§ **What is expected**
Count the lines in the data below that contain the string "road", with uppercase and lowercase letters treated as different, and give only the number.

#### Records to process

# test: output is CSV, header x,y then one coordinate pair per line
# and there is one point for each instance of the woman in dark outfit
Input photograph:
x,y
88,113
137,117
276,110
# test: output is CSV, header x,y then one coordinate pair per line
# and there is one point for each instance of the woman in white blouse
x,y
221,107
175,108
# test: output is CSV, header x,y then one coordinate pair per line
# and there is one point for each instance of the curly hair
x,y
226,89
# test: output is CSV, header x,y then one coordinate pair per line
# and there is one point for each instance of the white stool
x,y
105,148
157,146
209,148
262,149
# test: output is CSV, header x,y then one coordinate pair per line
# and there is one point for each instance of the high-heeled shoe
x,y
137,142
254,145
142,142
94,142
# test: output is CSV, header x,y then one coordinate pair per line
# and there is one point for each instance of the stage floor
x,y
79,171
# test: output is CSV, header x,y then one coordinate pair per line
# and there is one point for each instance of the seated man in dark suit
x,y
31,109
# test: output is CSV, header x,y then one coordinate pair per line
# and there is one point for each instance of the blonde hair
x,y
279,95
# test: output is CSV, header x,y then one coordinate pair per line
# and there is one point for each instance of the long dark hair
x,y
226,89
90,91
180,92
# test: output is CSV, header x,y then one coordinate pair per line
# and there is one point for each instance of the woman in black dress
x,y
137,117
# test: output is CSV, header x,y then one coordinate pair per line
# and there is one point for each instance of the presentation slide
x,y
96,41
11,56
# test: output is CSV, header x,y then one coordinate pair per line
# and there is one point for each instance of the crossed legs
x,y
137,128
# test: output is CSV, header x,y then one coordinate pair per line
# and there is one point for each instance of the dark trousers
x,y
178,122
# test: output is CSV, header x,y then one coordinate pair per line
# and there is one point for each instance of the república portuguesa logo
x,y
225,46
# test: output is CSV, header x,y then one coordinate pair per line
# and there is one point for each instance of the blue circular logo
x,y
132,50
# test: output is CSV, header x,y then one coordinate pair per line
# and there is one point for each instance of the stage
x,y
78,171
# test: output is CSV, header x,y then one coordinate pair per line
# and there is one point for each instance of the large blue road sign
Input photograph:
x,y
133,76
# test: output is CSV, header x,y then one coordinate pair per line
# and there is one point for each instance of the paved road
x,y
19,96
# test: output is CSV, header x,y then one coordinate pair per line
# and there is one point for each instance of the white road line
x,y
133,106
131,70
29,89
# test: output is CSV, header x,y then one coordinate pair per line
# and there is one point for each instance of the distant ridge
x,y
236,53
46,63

########

§ **Task response**
3